■ Problem 1 ■
In the CPU error forum thread, write out again the part that opens with the words containing "I also have" and closes with "before calling hp...", swapping "forum" for "discussion board".
■ Problem 2 ■
Answer these questions using the CPU error forum thread:
(a) What command does Michael give as the easiest way to use decevent?
(b) According to Mobeen, what are these errors mostly due to when environmental factors cause them?
(c) What EV5 chip revision appears in the decevent output?
■ Problem 3 ■
Pick up the CPU error forum thread from its last line and write what comes next.

■ Source passage ■

* START *

Operating System - Tru64 Unix
1752783 Members
5972 Online
108789 Solutions
New Discussion юеВ

Re: messages - CPU error

 
Karthik S S
Honored Contributor

Re: messages - CPU error

Thank you all ...

I will ask the user to call up HP.

Thanks,
Karthik S S
For a list of all the ways technology has failed to improve the quality of life, please press three. - Alice Kahn
Mobeen_1
Esteemed Contributor

Re: messages - CPU error

Karthik,
I have seen this happen many a times as many of our colleagues have suggested you could try

1. To power down your machine and refix the
CPUs or even swap them and see how things
go. This will also confirm whether the
error is actually on the CPU (as the
CPU position changes when you swap, the
error if any should give you a different
CPU location)

2. Use Decevent to look for any errors

Many a times these errors are caused by environmental factors and mostly due to CPU fan failures. But in the cases where CPU fans have failed, it will for sure give you a message on the fan failure.

If i were you, i would log a call with HP and have them change the CPUs in question. It really depends on the criticality of these servers at your site. In my case, i cannot afford a downtime and so if there is any doubt, just HP and myself will make a decision to replace them without taking any chances

I also have seen many posts in this forum with same issues. It would be interesting to see what resolutions others have carried out without having to replace the CPUs.

regards
Mobeen
Karthik S S
Honored Contributor

Re: messages - CPU error

Mobeen,

Thanx I will try that before calling hp...

by the way, how do I use decevent? is it a command??

Thanks,
Karthik S S
For a list of all the ways technology has failed to improve the quality of life, please press three. - Alice Kahn
Mobeen_1
Esteemed Contributor

Re: messages - CPU error

Hello Karthik,
Please review the link below and you will be able to use those commands.

http://h30097.www3.hp.com/docs/base_doc/DOCUMENTATION/V40G_HTML/AQTLSBTE/DOCU_008.HTM

Let me know if you still have issues trying to figure it out.

regards
Mobeen
Michael Schulte zur Sur
Honored Contributor

Re: messages - CPU error

Karthik,

the easiest way to use decevent is:
dia -R | more
to let it go backward in time.

Michael
Karthik S S
Honored Contributor

Re: messages - CPU error

Thanks Michael,

Some of the output from decevent,

------

Machine Check Reason x0086 Alpha Chip Detected ECC Err, From B-Cache
stdin
Ext Interface Status Reg xFFFFFFF085FFFFFF
DATA SOURCE IS BCACHE
CORRECTABLE ECC ERROR
D-ref fill

Machine Check Reason x0086 Alpha Chip Detected ECC Err, From B-Cache

Ext Interface Status Reg xFFFFFFF085FFFFFF
DATA SOURCE IS BCACHE
CORRECTABLE ECC ERROR
D-ref fill
EV5 Chip Rev 5
Ext Interface Address Reg xFFFFFF0029831EAF
Fill Syndrome Reg x000000000000B500
Interrupt Summary Reg x0000000100000000
Correctable ECC Errors (IPL31)

* END *

■ Records shown ■
* START *

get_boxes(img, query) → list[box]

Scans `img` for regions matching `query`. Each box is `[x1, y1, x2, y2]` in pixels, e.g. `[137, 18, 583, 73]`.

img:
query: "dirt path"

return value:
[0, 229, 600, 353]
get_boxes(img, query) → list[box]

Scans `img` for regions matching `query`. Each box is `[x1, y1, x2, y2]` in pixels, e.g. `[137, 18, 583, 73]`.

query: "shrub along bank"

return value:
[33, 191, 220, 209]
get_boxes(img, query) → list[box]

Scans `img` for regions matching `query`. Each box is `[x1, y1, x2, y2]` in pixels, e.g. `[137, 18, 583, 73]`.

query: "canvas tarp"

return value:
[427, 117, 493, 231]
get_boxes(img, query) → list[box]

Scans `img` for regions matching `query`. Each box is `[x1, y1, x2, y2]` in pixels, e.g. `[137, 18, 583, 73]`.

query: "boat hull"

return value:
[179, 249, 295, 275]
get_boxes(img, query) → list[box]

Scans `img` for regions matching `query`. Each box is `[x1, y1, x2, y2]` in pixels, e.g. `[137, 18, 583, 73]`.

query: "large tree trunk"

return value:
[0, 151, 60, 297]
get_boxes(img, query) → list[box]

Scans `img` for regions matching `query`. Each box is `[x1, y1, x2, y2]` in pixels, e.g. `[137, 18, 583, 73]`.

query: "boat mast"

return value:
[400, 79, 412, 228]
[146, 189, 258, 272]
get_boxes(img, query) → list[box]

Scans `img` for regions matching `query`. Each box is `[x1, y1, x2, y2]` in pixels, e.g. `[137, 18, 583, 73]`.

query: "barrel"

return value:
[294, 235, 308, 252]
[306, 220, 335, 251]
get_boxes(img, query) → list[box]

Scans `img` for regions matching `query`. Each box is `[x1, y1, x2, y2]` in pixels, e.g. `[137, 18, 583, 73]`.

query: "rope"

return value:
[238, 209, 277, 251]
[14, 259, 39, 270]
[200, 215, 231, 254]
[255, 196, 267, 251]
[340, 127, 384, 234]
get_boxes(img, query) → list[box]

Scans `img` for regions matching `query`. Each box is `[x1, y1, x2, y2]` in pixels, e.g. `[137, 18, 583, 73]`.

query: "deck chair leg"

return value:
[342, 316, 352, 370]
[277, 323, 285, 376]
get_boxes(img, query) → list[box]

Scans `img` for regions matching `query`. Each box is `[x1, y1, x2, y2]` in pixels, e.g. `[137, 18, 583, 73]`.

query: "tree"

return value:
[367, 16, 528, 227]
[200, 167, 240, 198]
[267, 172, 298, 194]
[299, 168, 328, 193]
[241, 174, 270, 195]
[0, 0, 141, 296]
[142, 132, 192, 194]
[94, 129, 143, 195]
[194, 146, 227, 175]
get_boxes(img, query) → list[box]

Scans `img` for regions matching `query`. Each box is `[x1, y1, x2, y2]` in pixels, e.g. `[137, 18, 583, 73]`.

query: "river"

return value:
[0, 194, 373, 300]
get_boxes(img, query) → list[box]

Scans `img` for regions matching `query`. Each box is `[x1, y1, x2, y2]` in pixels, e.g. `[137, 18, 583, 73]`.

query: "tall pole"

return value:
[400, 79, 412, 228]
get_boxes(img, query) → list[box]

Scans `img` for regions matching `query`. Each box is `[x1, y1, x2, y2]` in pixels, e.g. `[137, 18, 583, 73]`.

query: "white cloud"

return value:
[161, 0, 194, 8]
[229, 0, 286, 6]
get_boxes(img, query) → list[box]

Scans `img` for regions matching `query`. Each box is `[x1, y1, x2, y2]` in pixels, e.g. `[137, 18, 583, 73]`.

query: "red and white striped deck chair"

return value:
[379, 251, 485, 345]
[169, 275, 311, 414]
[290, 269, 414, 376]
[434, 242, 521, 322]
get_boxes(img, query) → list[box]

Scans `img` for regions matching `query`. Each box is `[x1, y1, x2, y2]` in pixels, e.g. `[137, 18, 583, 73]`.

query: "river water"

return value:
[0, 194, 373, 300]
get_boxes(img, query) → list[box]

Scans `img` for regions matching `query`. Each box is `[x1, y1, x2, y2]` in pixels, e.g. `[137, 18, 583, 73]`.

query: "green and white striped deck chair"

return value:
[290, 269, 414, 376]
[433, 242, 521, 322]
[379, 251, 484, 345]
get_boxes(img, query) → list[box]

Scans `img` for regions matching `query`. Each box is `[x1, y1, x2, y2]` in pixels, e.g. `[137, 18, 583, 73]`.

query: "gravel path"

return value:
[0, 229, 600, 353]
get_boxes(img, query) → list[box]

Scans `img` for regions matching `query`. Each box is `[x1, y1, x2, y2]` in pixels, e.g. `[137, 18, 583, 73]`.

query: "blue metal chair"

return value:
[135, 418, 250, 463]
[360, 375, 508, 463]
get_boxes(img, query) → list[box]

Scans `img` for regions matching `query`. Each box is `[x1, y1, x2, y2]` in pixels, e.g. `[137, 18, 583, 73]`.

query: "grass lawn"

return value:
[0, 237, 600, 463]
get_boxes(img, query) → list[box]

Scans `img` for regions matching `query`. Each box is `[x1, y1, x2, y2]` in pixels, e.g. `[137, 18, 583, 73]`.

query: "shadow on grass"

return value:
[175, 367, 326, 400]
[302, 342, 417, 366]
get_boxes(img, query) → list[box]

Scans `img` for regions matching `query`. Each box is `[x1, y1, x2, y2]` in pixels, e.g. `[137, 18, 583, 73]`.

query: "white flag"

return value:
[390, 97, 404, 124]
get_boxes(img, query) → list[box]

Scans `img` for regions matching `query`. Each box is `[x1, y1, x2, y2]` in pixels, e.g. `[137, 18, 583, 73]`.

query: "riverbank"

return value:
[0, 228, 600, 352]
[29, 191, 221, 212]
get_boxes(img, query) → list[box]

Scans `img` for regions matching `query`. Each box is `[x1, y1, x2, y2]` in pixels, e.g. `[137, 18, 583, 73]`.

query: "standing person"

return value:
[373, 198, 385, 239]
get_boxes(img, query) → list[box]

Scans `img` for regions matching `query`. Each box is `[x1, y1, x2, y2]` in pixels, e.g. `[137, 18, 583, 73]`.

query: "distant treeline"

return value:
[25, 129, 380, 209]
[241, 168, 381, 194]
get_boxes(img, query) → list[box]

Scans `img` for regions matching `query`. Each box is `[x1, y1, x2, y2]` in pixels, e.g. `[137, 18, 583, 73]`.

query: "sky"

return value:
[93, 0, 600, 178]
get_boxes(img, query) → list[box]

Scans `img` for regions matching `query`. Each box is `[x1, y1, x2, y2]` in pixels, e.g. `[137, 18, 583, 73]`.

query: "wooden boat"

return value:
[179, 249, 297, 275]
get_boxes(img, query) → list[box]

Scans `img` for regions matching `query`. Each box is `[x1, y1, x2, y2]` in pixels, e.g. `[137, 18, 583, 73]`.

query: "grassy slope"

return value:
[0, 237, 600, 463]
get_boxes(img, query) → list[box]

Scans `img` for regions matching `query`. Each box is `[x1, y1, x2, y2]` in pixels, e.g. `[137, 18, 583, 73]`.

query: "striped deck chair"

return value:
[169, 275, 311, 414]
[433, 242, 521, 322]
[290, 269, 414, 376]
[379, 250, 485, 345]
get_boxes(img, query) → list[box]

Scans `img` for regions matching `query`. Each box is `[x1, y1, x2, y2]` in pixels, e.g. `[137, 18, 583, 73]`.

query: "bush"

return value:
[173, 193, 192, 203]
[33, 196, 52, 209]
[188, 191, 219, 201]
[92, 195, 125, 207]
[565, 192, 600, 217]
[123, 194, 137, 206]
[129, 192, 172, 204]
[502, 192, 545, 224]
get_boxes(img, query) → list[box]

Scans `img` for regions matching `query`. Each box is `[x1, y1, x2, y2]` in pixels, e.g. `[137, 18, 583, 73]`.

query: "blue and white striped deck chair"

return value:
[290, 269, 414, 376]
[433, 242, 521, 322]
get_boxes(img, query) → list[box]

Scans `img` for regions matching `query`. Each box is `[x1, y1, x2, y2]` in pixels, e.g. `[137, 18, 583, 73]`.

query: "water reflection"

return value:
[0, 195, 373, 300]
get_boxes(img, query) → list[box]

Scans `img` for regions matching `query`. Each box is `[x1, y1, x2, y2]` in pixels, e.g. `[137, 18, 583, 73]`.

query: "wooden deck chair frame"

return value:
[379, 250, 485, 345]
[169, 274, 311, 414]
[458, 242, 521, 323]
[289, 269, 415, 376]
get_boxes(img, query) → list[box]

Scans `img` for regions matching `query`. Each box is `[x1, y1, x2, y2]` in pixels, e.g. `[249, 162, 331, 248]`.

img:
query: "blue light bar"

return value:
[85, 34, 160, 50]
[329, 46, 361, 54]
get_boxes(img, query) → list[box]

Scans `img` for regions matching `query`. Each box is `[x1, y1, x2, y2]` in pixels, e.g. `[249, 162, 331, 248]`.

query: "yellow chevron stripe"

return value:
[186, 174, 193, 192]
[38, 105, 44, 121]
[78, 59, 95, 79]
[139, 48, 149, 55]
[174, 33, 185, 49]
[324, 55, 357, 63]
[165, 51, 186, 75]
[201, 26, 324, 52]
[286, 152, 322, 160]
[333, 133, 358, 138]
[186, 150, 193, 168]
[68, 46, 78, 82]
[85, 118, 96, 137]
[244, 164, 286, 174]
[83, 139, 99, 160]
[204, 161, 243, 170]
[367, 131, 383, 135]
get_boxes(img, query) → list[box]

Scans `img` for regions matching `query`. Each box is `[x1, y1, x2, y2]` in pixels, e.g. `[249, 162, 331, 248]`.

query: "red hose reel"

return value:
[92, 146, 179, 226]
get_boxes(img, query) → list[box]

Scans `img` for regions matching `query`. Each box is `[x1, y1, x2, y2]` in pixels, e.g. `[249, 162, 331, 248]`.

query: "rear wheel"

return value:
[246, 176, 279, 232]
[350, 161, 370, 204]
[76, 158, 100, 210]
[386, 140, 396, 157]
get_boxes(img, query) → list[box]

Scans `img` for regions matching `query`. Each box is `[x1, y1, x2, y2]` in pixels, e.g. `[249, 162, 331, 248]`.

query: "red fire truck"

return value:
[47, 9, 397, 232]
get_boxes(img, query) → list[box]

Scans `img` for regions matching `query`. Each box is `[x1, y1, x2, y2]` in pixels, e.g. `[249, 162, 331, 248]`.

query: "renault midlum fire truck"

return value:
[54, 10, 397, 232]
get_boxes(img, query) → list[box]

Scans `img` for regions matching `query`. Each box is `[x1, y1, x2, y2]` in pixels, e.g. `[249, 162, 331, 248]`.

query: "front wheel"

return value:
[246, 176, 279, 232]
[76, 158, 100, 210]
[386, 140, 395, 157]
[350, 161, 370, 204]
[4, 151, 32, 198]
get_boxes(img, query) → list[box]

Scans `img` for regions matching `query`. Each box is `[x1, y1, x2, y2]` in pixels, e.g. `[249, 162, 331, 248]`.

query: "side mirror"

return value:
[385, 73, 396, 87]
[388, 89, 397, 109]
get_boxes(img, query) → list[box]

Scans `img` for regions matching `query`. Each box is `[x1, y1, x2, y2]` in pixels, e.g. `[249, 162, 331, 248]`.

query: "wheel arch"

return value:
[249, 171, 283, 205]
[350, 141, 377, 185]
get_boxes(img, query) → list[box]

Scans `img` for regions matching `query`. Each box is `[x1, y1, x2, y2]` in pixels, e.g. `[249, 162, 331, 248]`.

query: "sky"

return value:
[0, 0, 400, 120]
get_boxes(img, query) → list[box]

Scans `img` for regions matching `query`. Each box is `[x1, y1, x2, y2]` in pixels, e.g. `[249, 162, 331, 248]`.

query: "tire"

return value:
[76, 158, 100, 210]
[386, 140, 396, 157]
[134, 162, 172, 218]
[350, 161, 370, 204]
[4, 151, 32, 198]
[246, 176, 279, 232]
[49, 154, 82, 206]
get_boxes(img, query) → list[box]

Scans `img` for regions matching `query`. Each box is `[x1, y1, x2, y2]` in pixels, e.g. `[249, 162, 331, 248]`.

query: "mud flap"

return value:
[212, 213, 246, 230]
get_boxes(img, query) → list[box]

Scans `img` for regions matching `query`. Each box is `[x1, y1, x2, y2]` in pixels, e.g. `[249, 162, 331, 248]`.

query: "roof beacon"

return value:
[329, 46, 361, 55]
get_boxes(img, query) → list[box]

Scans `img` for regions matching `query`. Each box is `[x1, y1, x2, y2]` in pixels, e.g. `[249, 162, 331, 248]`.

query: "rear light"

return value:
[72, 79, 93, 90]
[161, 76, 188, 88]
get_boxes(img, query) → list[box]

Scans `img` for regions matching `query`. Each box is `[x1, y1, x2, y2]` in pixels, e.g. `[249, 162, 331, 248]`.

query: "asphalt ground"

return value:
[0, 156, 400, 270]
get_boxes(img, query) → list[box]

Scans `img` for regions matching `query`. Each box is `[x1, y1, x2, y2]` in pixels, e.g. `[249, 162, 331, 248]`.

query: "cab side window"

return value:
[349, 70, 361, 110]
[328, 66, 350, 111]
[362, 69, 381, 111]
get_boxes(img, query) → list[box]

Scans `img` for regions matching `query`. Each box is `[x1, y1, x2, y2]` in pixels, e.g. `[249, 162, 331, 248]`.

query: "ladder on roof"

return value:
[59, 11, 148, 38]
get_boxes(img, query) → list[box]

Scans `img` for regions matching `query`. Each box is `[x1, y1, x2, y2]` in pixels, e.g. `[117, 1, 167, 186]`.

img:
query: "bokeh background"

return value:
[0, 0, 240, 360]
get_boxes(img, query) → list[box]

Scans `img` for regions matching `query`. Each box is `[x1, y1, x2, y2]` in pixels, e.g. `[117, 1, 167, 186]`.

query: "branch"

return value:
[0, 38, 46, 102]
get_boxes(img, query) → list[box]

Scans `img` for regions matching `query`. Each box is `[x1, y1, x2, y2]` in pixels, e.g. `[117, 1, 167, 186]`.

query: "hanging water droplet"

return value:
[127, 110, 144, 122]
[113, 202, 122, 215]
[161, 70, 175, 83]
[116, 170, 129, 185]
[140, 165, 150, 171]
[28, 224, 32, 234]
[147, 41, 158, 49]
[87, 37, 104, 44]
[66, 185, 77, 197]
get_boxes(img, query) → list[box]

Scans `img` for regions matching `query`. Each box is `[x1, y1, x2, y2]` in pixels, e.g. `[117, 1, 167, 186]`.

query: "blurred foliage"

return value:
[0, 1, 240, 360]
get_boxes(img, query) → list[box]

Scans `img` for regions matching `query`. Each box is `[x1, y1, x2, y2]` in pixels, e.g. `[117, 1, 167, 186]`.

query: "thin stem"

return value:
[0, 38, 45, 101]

* END *

■ Final answer 1 ■
I also have seen many posts in this discussion board with same issues. It would be interesting to see what resolutions others have carried out without having to replace the CPUs.

regards
Mobeen
Karthik S S
Honored Contributor

Re: messages - CPU error

Mobeen,

Thanx I will try that before calling hp...

■ Final answer 2 ■
(a) dia -R | more
(b) CPU fan failures
(c) Rev 5

■ Final answer 3 ■
AST Requests 3-0: x0000000000000000

WHOAMI x00000000 CPU0 Detected This Error

---------------------------

looks like a CPU cache / memory error.

Thanks,
Karthik S S
For a list of all the ways technology has failed to improve the quality of life, please press three. - Alice Kahn
Mobeen_1
Esteemed Contributor

Re: messages - CPU error

Karthik,
From the DECevent output it looks like this is a correctable cache error. I would suggest that you power down the machine and take this opportunity to remove the CPUs and put them back into their sockets :-)

I think the cache will be cleared totally when the machine is powered down.

Regards
Mobeen
Karthik S S
Honored Contributor

Re: messages - CPU error

Thank you Mobeen .. I have asked my colleague to do that. Machine is not located in my office :-)


-Karthik S S
For a list of all the ways technology has failed to improve the quality of life, please press three. - Alice Kahn
Mobeen_1
Esteemed Contributor

Re: messages - CPU error

Karthik,
Thats great. I am sure that should helo.

I would appreciate if you could post back if things were ok after doing the same. Looks like many people are having similar issues on the Alphas :-) and your post will most certainly help them all.

regards
Mobeen

Karthik S S
Honored Contributor

Re: messages - CPU error

I will do that Mobeen .. but there may be a delay as I am not involved in this issue directly ..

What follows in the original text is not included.